● СПИСОК ЗАДАНИЙ
1: Перепишите целиком текст о романе «Дождь в Париже», слово в слово.
2: Найдите и выпишите все строки, в которых встречается слово «railing».

··· ИСХОДНЫЙ ТЕКСТ ···

«Дружба народов», 2017, № 10.*
«Дождь в Париже» – первая крупная вещь Романа Сенчина, вышедшая после книги «Зона затопления». Это очень сенчиновский роман, в нём получает развитие всё его творчество.
Герою Андрею Топкину немногим за сорок. После того как у него разрушился третий брак, он исполняет свою детскую мечту и по турпутёвке на неделю едет в Париж. Там он мало, что увидел: близлежащее кафе, несколько вылазок по окрестностям в дурную погоду, но в основном – алкогольные возлияния в одиночестве в гостиничном номере и инвентаризация жизни через воспоминания.
«О-о-о шанз элизе, о-о-о шанз элизе-е…» – песня из детства, тогда мама сказала о Париже, как о самом красивом городе в мире. Его родной Кызыл тоже лучший, «но по-другому», – ответил тогда на вопрос маленького Андрюши папа. Так и закрепились в сознании Топкина два города: реальный, родной, который невозможно покинуть, и город-мечта.
Мечта, купленная по турпутёвке, обернулась слякотью, всепроникающим холодом, который пронизывал насквозь. Такова разменянная и, по сути, не состоявшаяся жизнь героя, по которой он бредёт уже остывающим. Какой тут выбор? Замёрзнуть окончательно и остаться насовсем в номере парижской гостиницы, раствориться в мечте?.. Попытаться поймать её, всегда ускользающую, хоть таким образом?
Так бы, вероятно, поступил 30-летний Денис Чащин – герой сенчиновского романа «Лёд под ногами». У Андрея Топкина есть зацепка за жизнь – Кызыл. Там его дело, там – жизнь.
Хоть и родился герой в Благовещенске, но, по сути, вся его взрослая жизнь, начиная с 93-го, – это борьба с искушениями покинуть столицу Тувы, которая в то же время и сама становилась чужой. Он инстинктивно сопротивляется тому, чтобы влиться в общий поток покидающего эти места русского населения. Для него уезжающие, «будто исчезают, гибнут где-то в огромной стране», растворяются в ней, пропадают.

··· ФРАГМЕНТ НАБОРА ДАННЫХ ···

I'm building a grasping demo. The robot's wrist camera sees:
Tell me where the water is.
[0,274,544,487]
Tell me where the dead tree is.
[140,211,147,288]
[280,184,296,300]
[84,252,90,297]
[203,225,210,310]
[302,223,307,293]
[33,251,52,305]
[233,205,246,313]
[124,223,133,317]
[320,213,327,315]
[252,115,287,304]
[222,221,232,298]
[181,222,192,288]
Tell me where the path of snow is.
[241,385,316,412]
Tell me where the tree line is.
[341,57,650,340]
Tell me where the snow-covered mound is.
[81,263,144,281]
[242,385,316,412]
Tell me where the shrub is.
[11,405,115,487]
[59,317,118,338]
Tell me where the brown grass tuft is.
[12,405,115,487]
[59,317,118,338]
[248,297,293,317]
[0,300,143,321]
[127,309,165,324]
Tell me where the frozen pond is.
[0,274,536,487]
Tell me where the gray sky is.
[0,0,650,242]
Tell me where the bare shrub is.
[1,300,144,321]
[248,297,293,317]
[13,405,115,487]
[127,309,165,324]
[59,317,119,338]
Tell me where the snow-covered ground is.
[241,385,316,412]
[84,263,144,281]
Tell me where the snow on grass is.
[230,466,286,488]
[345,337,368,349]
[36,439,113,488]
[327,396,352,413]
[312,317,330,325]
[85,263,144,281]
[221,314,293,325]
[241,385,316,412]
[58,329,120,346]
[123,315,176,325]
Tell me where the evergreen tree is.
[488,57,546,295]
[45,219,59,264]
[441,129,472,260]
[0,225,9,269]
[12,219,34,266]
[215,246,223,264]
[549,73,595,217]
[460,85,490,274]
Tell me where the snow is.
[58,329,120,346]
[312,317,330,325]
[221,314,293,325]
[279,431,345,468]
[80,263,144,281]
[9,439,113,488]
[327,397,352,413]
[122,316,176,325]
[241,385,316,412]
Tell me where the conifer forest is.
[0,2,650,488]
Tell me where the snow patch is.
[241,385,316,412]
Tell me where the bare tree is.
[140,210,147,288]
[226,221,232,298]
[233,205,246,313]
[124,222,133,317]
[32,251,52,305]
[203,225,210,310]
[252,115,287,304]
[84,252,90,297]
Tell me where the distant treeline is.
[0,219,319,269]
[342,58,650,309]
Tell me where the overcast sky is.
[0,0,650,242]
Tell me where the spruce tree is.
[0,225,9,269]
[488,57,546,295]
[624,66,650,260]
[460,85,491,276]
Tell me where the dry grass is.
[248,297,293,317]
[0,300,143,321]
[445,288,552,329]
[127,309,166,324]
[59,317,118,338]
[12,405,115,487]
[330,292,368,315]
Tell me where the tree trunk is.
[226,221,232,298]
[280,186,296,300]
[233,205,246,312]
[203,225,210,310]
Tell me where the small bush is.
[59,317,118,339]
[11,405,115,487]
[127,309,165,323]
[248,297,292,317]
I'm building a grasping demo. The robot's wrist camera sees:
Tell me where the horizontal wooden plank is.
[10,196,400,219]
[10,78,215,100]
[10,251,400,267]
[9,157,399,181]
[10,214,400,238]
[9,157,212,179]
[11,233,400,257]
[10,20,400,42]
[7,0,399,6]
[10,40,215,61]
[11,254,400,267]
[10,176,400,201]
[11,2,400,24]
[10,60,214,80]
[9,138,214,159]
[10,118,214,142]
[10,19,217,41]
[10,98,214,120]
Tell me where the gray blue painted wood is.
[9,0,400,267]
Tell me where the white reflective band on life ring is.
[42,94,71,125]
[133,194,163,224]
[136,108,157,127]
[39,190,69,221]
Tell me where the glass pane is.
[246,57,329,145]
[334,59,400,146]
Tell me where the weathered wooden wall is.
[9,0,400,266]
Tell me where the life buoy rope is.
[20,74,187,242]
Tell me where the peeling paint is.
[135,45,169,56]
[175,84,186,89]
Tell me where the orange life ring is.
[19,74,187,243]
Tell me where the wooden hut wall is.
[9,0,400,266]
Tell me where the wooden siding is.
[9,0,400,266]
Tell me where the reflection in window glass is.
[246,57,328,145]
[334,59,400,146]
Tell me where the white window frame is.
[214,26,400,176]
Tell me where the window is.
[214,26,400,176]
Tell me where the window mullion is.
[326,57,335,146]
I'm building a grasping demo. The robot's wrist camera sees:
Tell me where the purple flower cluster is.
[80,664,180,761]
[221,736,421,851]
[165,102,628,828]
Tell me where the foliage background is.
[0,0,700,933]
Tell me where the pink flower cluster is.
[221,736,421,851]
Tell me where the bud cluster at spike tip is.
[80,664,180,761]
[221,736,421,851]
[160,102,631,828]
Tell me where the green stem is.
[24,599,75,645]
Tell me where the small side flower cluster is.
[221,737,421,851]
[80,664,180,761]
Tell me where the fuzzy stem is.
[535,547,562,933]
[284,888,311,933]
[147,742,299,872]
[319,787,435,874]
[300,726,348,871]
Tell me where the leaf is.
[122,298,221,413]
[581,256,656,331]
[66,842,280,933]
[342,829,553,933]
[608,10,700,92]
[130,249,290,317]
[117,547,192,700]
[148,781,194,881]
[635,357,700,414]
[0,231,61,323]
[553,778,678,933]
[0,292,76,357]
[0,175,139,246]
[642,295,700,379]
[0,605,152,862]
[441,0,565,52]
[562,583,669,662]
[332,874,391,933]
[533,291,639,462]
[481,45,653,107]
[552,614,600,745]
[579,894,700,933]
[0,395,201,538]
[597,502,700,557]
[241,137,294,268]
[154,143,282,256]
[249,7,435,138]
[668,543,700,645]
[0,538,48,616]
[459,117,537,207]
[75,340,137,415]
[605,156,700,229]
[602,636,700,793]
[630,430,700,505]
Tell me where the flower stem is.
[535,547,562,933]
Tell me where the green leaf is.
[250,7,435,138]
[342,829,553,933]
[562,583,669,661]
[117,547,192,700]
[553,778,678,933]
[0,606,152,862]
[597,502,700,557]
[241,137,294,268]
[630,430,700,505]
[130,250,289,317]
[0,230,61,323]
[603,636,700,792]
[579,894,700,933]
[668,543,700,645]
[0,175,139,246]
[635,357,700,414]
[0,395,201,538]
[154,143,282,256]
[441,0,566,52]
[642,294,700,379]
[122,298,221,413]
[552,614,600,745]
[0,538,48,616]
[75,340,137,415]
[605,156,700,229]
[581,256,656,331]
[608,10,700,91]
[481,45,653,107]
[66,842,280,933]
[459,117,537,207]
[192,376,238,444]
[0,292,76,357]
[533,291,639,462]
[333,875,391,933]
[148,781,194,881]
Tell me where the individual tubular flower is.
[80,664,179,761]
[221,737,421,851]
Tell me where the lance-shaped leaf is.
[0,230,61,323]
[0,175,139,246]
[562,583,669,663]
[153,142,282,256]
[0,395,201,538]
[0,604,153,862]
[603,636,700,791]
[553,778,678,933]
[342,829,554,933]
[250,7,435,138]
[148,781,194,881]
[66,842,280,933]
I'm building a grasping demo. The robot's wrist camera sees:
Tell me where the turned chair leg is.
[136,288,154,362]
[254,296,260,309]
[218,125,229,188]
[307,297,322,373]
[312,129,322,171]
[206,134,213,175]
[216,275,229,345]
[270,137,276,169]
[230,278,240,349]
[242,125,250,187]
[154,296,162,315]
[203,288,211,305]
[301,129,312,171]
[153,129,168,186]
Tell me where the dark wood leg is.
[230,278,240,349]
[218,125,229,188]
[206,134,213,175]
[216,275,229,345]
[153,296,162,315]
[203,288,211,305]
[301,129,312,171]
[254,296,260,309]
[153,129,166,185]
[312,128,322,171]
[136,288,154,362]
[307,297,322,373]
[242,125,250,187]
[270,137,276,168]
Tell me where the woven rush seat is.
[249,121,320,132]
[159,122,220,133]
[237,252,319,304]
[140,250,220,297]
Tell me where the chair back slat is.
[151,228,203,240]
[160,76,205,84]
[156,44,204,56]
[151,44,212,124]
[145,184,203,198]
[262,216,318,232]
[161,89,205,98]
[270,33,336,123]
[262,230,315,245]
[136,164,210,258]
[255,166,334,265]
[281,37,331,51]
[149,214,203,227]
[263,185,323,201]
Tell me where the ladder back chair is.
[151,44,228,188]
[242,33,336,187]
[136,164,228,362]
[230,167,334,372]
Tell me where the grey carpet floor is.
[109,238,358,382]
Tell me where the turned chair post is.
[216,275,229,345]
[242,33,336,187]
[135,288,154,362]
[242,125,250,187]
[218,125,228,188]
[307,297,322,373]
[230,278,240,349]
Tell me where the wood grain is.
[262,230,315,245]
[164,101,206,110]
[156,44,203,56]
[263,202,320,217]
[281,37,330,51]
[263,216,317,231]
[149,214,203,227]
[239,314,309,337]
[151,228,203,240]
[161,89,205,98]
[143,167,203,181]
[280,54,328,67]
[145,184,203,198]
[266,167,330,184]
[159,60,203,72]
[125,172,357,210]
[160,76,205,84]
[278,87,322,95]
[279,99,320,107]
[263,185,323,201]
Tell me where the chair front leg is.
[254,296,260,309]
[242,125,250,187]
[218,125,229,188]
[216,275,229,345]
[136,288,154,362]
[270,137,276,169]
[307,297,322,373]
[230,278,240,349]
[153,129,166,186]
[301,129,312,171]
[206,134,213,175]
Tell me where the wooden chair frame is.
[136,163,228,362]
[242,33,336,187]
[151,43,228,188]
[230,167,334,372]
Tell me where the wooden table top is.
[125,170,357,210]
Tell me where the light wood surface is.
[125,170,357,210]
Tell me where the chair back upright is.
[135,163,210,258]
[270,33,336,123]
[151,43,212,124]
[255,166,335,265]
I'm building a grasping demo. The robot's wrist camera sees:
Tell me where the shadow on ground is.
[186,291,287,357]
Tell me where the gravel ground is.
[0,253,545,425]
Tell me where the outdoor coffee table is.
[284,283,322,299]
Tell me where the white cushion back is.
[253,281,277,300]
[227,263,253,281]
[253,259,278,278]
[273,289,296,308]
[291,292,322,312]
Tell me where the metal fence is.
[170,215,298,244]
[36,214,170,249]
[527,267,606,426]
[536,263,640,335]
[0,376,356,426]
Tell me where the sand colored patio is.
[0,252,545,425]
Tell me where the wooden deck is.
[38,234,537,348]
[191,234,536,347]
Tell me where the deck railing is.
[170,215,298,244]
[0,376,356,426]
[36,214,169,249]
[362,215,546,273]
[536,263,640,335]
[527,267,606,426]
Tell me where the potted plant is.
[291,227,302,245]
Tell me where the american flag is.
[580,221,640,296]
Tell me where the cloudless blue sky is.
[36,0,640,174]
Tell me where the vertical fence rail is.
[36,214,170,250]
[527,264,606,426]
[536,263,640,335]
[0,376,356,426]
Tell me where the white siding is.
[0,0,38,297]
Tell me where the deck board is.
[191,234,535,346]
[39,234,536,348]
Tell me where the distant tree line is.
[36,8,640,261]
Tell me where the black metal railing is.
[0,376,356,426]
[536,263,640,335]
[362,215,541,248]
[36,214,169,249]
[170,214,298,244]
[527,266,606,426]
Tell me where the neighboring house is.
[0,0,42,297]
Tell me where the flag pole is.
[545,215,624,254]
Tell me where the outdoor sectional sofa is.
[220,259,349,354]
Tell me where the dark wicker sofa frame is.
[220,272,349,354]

···

● ОТВЕТЫ
1:
«Дружба народов», 2017, № 10.*
«Дождь в Париже» – первая крупная вещь Романа Сенчина, вышедшая после книги «Зона затопления». Это очень сенчиновский роман, в нём получает развитие всё его творчество.
Герою Андрею Топкину немногим за сорок. После того как у него разрушился третий брак, он исполняет свою детскую мечту и по турпутёвке на неделю едет в Париж. Там он мало, что увидел: близлежащее кафе, несколько вылазок по окрестностям в дурную погоду, но в основном – алкогольные возлияния в одиночестве в гостиничном номере и инвентаризация жизни через воспоминания.
«О-о-о шанз элизе, о-о-о шанз элизе-е…» – песня из детства, тогда мама сказала о Париже, как о самом красивом городе в мире. Его родной Кызыл тоже лучший, «но по-другому», – ответил тогда на вопрос маленького Андрюши папа. Так и закрепились в сознании Топкина два города: реальный, родной, который невозможно покинуть, и город-мечта.
Мечта, купленная по турпутёвке, обернулась слякотью, всепроникающим холодом, который пронизывал насквозь. Такова разменянная и, по сути, не состоявшаяся жизнь героя, по которой он бредёт уже остывающим. Какой тут выбор? Замёрзнуть окончательно и остаться насовсем в номере парижской гостиницы, раствориться в мечте?.. Попытаться поймать её, всегда ускользающую, хоть таким образом?
Так бы, вероятно, поступил 30-летний Денис Чащин – герой сенчиновского романа «Лёд под ногами». У Андрея Топкина есть зацепка за жизнь – Кызыл. Там его дело, там – жизнь.
Хоть и родился герой в Благовещенске, но, по сути, вся его взрослая жизнь, начиная с 93-го, – это борьба с искушениями покинуть столицу Тувы, которая в то же время и сама становилась чужой. Он инстинктивно сопротивляется тому, чтобы влиться в общий поток покидающего эти места русского населения. Для него уезжающие, «будто исчезают, гибнут где-то в огромной стране», растворяются в ней, пропадают.

2:
Tell me where the deck railing is.
Tell me where the black metal railing is.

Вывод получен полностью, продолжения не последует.